_Provided records_:
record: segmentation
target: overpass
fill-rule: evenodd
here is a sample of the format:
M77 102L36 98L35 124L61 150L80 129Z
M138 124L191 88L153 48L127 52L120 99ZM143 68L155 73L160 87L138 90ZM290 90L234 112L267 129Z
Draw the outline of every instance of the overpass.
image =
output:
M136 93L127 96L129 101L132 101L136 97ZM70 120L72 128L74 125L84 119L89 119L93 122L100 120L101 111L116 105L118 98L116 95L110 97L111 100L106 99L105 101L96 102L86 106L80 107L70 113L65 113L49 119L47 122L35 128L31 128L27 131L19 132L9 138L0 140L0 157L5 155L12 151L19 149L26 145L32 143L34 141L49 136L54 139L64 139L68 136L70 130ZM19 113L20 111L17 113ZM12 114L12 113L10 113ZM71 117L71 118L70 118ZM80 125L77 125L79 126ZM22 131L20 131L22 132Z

_Brief_:
Reproduce every item above verbatim, line for line, without altering any character.

_In response_:
record: segmentation
target: overpass
fill-rule: evenodd
here is a sample of the format:
M77 102L36 98L35 124L61 150L80 129Z
M138 124L191 88L153 48L127 52L120 99ZM143 68L155 73L160 87L138 90ZM290 90L234 112L267 129Z
Draw the outline of every instance of the overpass.
image =
output:
M136 93L127 96L129 101L132 101L136 97ZM70 120L72 128L74 125L84 119L89 119L93 122L100 120L101 111L116 105L118 98L116 95L110 97L111 100L106 99L105 101L96 102L86 106L80 107L70 113L65 113L49 119L47 122L35 128L31 128L27 131L19 132L9 138L0 140L0 157L5 155L12 151L19 149L26 145L32 143L34 141L49 136L54 139L64 139L68 136L70 130ZM19 113L20 111L17 113ZM12 114L12 113L10 113ZM71 117L71 118L70 118ZM80 125L77 125L79 126ZM22 131L20 131L22 132Z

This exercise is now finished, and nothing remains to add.